Silvia Santini
Archivio

Parà massacrato sugli scogli: svolta dopo 20 anni di silenzi Ora spuntano due testimoni

Intervista esclusiva ai familiari di Mandolini sul giornale oggi in edicola

Marco Mandolini, il paracadutista ucciso nel giugno del 1995: il suo assassino non ha ancora un volto

Livorno, 19 settembre 2015 - Vent'anni dalla morte di Marco Mandolini il cold case si riapre. A dir la verità l’inchiesta non era mai stata archiviata ufficialmente, ma pare che adesso gli inquirenti stiano battendo la pista giusta per dare un volto all’assassino. Il sottufficiale dei reparti speciali dei paracadutisti della Folgore Marco Mandolini, 34enne di Castelfidardo, capo della scorta del generale Bruno Loi in Somalia, era stato massacrato la sera del 13 giugno 1995 a Livorno con quaranta coltellate e finito con una pietra che gli aveva fracassato il cranio. Due i testimoni che gli inquirenti stanno ascoltando in interrogatorio in queste ore. Potrebbe essere il momento più delicato dopo vent’anni dalla morte di Mandolini.
------------------------------------------------------------------------
Compiti da svolgere:
**1)** Cita testualmente dall'articolo il passo che va da "Livorno, 19 settembre" fino a "morte di Mandolini." compreso.
**2)** Secondo l'articolo, con quante coltellate era stato colpito Marco Mandolini?
I record riportati qui provengono da un'altra fonte.
------------------------------------------------------------------------
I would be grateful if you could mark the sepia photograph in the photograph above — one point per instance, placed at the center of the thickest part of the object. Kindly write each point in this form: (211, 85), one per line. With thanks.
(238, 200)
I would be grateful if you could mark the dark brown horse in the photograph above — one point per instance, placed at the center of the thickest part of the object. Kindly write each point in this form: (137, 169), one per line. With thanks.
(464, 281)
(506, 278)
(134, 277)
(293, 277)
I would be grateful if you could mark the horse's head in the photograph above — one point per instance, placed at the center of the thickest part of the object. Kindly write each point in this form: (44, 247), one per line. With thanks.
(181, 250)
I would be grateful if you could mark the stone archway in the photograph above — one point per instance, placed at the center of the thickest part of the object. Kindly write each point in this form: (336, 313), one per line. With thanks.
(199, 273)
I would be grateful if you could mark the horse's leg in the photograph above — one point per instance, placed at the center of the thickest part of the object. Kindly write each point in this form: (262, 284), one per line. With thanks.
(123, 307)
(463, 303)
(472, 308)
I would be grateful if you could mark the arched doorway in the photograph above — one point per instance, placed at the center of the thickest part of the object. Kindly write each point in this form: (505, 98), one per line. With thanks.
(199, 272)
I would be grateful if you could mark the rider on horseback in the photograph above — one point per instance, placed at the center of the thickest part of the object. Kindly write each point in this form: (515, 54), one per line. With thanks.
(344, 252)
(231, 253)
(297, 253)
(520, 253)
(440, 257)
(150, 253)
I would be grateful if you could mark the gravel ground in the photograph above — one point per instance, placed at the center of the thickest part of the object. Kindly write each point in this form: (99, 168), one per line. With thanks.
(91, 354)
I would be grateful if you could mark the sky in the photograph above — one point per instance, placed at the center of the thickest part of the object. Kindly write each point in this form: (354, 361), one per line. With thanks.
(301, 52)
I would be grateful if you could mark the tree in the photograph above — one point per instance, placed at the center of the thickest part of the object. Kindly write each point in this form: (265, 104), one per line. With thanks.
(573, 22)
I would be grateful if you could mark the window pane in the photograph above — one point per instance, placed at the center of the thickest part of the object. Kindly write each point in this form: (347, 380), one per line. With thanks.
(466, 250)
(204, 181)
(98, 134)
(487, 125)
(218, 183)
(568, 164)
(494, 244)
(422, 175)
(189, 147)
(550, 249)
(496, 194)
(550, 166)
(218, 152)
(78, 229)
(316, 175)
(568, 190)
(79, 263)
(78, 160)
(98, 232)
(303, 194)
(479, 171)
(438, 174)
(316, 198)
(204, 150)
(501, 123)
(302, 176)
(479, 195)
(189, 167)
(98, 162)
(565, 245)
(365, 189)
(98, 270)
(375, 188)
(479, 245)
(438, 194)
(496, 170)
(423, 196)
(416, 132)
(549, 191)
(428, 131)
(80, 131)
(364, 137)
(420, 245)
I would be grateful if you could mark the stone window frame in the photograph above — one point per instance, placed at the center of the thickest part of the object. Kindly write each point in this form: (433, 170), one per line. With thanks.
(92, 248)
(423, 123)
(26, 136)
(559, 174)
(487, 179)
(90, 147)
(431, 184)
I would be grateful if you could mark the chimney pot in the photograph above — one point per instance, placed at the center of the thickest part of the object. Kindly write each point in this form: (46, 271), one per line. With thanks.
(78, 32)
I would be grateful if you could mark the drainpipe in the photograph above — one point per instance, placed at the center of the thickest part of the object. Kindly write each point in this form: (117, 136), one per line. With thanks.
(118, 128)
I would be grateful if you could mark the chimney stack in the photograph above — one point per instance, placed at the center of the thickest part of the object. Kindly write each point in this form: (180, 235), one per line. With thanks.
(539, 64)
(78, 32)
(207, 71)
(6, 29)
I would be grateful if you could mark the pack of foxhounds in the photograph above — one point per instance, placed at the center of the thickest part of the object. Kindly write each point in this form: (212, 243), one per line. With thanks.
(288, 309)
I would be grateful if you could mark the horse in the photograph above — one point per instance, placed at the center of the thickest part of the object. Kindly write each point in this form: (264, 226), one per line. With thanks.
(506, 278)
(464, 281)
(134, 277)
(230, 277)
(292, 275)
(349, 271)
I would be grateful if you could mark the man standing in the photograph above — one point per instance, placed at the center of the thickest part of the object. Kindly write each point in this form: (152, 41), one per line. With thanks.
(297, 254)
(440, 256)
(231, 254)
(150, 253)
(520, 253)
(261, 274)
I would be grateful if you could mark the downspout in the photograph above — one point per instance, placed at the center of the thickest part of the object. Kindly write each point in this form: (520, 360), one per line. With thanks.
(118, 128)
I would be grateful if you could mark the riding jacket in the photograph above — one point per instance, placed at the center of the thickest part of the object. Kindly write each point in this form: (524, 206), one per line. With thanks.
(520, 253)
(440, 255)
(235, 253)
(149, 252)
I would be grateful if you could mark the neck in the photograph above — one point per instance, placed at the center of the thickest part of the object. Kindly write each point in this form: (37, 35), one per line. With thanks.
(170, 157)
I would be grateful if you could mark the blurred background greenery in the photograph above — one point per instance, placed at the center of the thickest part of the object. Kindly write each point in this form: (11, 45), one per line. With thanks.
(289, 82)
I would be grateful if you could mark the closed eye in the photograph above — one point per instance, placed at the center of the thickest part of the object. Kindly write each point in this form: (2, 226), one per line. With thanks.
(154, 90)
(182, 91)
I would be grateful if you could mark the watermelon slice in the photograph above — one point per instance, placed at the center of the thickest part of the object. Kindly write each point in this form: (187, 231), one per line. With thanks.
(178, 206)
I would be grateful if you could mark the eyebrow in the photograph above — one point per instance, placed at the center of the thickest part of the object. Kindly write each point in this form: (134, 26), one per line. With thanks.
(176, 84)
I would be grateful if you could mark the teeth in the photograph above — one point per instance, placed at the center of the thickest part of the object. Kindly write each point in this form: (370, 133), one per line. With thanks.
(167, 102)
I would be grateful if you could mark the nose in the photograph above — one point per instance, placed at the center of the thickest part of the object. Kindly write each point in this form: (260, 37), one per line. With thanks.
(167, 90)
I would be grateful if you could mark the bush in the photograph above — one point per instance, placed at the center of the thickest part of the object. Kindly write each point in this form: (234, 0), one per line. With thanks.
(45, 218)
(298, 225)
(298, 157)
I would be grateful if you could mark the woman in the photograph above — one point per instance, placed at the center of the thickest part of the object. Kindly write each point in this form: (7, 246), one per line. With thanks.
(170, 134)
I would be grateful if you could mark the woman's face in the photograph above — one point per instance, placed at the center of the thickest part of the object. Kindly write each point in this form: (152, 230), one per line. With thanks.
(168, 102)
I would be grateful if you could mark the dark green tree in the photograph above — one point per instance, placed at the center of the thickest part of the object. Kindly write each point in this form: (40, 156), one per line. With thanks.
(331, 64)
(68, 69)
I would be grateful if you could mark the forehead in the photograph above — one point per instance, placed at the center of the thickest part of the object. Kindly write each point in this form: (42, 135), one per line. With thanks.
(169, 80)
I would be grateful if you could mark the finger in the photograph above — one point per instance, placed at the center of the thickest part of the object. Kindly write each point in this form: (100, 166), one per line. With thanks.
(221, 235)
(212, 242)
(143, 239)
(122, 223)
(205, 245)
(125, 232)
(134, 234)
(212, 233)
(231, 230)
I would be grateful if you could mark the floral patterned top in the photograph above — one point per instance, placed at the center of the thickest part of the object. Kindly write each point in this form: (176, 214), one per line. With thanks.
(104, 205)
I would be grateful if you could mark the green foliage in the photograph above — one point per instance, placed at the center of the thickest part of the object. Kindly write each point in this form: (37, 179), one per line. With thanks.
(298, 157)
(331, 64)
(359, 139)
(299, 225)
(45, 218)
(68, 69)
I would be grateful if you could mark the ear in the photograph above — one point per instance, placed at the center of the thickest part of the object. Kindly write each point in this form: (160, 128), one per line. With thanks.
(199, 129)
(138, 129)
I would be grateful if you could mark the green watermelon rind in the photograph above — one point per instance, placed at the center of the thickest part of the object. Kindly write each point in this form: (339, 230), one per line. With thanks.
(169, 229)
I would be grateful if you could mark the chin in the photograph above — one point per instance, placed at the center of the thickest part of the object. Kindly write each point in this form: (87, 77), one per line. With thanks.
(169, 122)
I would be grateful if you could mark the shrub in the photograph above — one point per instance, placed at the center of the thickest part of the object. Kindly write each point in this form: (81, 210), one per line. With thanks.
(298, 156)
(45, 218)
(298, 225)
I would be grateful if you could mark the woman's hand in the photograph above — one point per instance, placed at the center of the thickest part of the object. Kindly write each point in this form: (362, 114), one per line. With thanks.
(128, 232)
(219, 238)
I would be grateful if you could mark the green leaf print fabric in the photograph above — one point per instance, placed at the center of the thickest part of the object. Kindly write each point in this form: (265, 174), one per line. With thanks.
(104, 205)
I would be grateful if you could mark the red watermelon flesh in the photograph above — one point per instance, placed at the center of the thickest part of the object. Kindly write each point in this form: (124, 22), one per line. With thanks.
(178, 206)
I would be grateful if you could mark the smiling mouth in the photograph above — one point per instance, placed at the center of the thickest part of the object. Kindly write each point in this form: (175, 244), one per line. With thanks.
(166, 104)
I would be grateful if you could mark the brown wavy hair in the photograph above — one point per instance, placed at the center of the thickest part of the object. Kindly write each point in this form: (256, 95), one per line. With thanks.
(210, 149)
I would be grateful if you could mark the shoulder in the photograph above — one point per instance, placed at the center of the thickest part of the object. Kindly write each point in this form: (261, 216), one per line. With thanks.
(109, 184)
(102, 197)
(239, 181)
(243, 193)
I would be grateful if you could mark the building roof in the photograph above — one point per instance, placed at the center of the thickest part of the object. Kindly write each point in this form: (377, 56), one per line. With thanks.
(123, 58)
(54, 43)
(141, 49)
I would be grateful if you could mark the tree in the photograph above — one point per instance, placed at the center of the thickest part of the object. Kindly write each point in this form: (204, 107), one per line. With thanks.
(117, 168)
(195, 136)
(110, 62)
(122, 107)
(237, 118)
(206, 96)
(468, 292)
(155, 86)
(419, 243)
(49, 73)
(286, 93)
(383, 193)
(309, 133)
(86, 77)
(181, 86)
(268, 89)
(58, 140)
------------------------------------------------------------------------
Soluzioni degli esercizi:
**1)**
Livorno, 19 settembre 2015 - Vent'anni dalla morte di Marco Mandolini il cold case si riapre. A dir la verità l’inchiesta non era mai stata archiviata ufficialmente, ma pare che adesso gli inquirenti stiano battendo la pista giusta per dare un volto all’assassino. Il sottufficiale dei reparti speciali dei paracadutisti della Folgore Marco Mandolini, 34enne di Castelfidardo, capo della scorta del generale Bruno Loi in Somalia, era stato massacrato la sera del 13 giugno 1995 a Livorno con quaranta coltellate e finito con una pietra che gli aveva fracassato il cranio. Due i testimoni che gli inquirenti stanno ascoltando in interrogatorio in queste ore. Potrebbe essere il momento più delicato dopo vent’anni dalla morte di Mandolini.

**2)** Con quaranta coltellate.